Begin

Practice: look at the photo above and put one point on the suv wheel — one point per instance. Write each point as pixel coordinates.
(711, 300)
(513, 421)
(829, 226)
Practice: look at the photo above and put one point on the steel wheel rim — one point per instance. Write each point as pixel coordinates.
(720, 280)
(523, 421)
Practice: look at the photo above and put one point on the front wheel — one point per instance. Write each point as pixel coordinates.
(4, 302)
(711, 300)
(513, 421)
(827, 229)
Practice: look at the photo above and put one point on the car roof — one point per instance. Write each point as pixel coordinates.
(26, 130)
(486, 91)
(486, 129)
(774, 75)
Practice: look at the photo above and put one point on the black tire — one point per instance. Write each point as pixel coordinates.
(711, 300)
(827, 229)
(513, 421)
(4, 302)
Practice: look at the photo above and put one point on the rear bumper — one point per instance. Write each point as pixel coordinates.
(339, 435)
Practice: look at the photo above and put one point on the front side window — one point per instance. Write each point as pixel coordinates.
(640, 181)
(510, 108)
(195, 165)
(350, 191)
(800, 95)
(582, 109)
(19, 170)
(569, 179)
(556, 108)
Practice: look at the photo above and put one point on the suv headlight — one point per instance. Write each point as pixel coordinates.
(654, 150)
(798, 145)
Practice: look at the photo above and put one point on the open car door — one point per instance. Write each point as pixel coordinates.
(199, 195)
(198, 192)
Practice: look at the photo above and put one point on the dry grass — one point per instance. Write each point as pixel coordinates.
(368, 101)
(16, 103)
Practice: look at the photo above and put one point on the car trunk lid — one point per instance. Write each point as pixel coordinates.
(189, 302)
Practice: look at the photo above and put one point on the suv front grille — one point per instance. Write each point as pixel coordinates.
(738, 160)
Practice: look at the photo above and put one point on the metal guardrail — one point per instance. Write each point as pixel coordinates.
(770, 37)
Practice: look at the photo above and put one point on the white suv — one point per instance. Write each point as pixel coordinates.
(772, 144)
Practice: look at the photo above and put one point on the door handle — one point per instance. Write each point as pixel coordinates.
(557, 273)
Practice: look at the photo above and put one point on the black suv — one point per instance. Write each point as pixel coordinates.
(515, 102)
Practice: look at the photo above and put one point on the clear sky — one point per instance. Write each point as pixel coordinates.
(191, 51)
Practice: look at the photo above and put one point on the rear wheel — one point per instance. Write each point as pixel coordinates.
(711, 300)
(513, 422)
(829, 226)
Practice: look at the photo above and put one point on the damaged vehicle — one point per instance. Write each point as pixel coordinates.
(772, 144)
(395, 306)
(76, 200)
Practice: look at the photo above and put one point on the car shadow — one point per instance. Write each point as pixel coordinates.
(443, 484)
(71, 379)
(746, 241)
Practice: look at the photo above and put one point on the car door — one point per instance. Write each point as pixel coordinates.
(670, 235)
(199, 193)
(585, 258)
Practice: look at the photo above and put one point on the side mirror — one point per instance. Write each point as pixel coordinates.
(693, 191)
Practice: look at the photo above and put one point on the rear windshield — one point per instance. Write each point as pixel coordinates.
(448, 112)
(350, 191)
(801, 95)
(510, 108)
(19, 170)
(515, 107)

End

Rewrite the records as a two-column CSV with the header row "prompt" and "points" and one row for each record. Put the record's text in one quoted field and its answer in the other, with any line breaks turned into spaces.

** Reply to the exercise **
prompt,points
"Practice: look at the photo above and put one point on the suv wheel — one point per instance. Write each point as pixel coordinates.","(711, 300) (513, 421) (829, 226)"
"Practice: look at the photo above and put one point on the steel wheel rim — one point per instance. Write each point as pixel coordinates.","(720, 280) (523, 421)"
"Practice: look at the photo above and put one point on the front wheel — one point per instance. Write each point as pixel coordinates.","(4, 302) (711, 300) (513, 421) (827, 229)"
"Practice: look at the photo above and put one point on the car roof — one point per instance. Write each point as pixel coordinates.","(26, 130) (486, 91) (486, 129) (774, 75)"
"Practice: look at the photo above and put one point on the black tire — one point per instance. Write each point as pixel coordinates.","(711, 300) (827, 229) (513, 421) (4, 302)"
"Practice: look at the photo above and put one point on the rear bumper — one point per instance. Write each point as pixel coordinates.","(339, 435)"
"Practice: look at the photo above and put one point on the front side window — one point per instance. Write each point as pixel coordinates.","(640, 181) (510, 108) (195, 165) (350, 191) (800, 95) (582, 109) (19, 170) (569, 179) (556, 108)"
"Practice: look at the photo above and put one point on the suv headlight — one point per instance. Write each point as pixel coordinates.","(654, 150) (798, 145)"
"Practice: look at the photo above and put one point on the open car door — one point per instance. Write each point as pixel coordinates.","(199, 195) (198, 192)"
"Practice: look at the photo above and put one point on the dry grass — one point per instance. Write each point as pixel coordinates.","(368, 101) (16, 103)"
"Practice: look at the photo above and put one point on the car trunk lid — one point per instance. Write each point as pixel coordinates.","(189, 302)"
"Practice: look at the photo above and put one point on the suv front grille — one point per instance. Write each point as pixel coordinates.","(738, 160)"
"Practice: look at the photo above and put one point on the metal guardrail — one point per instance. Write each point as pixel coordinates.","(770, 37)"
"Practice: look at the photo above and put one point on the white suv — one point per instance. Write each point as pixel coordinates.","(772, 144)"
"Practice: look at the photo above and put one point on the door handle — one point per instance. Write each point as pixel coordinates.","(557, 273)"
"Practice: look at the photo above and put one point on the black suv — one point per instance. Write each point as pixel coordinates.","(515, 102)"
"Practice: look at the photo above and put one point on the clear sky — one point per instance. Write each point as pixel coordinates.","(191, 51)"
"Practice: look at the photo above and put one point on the rear wheel — one point per instance. Write each point as pixel coordinates.","(711, 300) (513, 422) (829, 226)"
"Practice: look at the photo above and put one point on the damaged vehicle — one point per instance. Write each point as pixel coordinates.","(772, 144) (395, 306) (76, 200)"
"Practice: look at the photo above and put one point on the car shadow — one point per instance. Write each point as pixel coordinates.","(443, 484) (71, 379) (746, 241)"
"Practice: look at the photo above and put one point on the car door — one point per instance. Write each point as pixel coordinates.","(670, 235) (199, 193) (585, 258)"
"Practice: look at the photo above and put one point on the side mirror — one point per instance. Write each point as pixel coordinates.","(693, 191)"
"Practice: look at the photo above and put one point on the rear windshield — one point per instance. Write each point as pixel coordinates.","(448, 112) (350, 191) (801, 95) (510, 108) (19, 170) (515, 107)"